▶ **EXTRAIT À LIRE**:
"""

L’accord-cadre entre les régions françaises et ukrainiennes constitue la première étape d’une coopération et d’une amitié interrégionales communes. Les régions françaises non seulement promeuvent une nouvelle tendance européenne, font preuve de leadership politique, mais gardent également le rythme, l’allure et la prudence.

Les deux parties professent non seulement des déclarations, mais aussi des actions concrètes qui contribueront à restaurer l’Ukraine, à enrichir nos pays, nos peuples et nos communautés et à devenir de véritables amis pour toujours. J’ai quitté Strasbourg avec un optimisme retenu. J’espère que Mme Carole Delga, présidente de l’Association des Régions françaises, tiendra ses promesses et que la région de Tcherkasy aura une région partenaire en France.

 

Vous avez vécu en France. Que représente la France pour vous ?

J’ai vécu avec ma famille pendant six ans en France. Ce furent les meilleures années de ma vie. J’ai eu l’opportunité de me développer professionnellement, de réaliser des reportages et des enquêtes, d’apprendre et d’enseigner, de partager des connaissances et d’acquérir de nouvelles expériences.

J’aime énormément la culture française, l’histoire, le système éducatif, l’édification de la nation, les idées créatives des autorités, des artistes et des Français dans la vie quotidienne. Je suis extrêmement impressionné par la culture politique et la continuité en France. Une expérience incroyable.

"""

▶ **CONSIGNE 1**:
Répondez aux questions suivantes d'après l'extrait.
(a) Quelle ville la personne interrogée a-t-elle quittée avec un optimisme retenu ?
(b) Quelle fonction l'extrait attribue-t-il à Mme Carole Delga ?
(c) Pendant combien d'années la personne interrogée a-t-elle vécu en France avec sa famille ?
▶ **CONSIGNE 2**: Transcrivez tout le passage de l'extrait qui va de « Vous avez vécu » jusqu'à « de nouvelles expériences. ».

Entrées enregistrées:
"""

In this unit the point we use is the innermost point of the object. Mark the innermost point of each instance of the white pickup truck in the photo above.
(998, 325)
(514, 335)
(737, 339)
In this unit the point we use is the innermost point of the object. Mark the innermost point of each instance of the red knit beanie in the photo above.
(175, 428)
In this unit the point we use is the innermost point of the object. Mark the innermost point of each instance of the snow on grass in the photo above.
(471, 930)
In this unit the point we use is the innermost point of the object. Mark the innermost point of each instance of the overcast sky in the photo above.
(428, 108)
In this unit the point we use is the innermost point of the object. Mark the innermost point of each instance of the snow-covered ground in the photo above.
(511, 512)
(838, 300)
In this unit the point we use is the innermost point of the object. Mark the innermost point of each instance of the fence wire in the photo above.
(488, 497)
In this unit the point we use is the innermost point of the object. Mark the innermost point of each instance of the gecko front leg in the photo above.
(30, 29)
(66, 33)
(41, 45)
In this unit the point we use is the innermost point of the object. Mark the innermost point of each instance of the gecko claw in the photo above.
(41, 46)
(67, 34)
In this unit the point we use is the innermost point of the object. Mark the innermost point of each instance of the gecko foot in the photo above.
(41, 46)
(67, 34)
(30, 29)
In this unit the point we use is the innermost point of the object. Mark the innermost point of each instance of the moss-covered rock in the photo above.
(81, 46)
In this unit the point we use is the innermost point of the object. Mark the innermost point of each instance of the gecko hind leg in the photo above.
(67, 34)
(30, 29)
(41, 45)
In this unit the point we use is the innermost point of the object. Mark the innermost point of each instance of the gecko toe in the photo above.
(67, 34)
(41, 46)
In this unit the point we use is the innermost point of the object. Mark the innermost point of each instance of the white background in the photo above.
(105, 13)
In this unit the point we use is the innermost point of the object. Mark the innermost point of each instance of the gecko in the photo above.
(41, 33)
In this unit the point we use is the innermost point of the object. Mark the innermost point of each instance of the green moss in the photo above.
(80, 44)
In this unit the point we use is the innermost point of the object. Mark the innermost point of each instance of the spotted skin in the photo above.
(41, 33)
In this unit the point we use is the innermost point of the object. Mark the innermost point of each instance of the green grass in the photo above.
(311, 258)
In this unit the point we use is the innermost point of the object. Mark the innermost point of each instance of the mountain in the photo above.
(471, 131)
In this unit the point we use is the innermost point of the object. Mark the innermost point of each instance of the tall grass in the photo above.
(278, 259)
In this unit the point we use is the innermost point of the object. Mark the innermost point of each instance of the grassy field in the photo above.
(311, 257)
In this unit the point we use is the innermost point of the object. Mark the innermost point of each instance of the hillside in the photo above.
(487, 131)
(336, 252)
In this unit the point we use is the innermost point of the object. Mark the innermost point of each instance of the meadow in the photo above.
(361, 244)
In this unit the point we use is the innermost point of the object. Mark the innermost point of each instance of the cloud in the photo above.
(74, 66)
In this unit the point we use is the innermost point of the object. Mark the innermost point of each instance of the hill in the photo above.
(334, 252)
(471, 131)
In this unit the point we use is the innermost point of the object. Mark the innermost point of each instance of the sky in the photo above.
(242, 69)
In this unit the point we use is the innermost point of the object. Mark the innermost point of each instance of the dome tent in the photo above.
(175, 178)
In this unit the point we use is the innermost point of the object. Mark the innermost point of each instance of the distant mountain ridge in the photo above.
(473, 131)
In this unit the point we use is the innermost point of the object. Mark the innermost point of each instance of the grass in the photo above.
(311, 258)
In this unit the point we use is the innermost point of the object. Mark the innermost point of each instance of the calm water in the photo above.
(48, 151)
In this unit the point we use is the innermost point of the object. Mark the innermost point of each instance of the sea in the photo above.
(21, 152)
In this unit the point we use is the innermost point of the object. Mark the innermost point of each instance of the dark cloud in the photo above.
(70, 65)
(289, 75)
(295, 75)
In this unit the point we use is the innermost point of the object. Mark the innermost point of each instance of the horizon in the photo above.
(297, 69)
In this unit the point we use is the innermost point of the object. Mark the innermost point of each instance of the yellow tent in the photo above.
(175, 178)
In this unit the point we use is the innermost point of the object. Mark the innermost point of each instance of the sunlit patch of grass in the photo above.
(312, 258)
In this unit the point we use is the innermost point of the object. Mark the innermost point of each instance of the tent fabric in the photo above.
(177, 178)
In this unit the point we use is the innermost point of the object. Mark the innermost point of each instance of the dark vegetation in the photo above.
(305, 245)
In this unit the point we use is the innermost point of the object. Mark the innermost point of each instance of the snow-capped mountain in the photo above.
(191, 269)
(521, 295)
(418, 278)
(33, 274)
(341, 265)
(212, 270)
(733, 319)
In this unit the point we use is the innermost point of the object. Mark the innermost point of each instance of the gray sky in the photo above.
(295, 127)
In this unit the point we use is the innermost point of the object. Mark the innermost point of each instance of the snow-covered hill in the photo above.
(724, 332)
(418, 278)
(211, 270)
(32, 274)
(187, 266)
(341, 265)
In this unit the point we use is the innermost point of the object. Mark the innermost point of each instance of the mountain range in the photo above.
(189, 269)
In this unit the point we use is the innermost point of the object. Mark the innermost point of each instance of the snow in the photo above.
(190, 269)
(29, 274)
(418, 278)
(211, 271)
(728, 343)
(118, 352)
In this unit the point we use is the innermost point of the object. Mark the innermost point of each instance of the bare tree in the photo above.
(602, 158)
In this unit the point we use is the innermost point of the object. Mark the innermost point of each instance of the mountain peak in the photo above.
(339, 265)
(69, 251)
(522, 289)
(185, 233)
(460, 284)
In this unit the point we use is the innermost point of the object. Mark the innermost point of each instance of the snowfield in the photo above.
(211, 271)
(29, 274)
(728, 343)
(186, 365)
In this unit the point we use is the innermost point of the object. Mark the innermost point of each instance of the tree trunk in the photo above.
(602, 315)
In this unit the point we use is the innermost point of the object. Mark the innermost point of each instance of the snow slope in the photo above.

"""

▶ **RÉPONSE RÉDIGÉE 1**:
(a) Strasbourg.
(b) Présidente de l'Association des Régions françaises.
(c) Six ans.

▶ **RÉPONSE RÉDIGÉE 2**:
Vous avez vécu en France. Que représente la France pour vous ?

J’ai vécu avec ma famille pendant six ans en France. Ce furent les meilleures années de ma vie. J’ai eu l’opportunité de me développer professionnellement, de réaliser des reportages et des enquêtes, d’apprendre et d’enseigner, de partager des connaissances et d’acquérir de nouvelles expériences.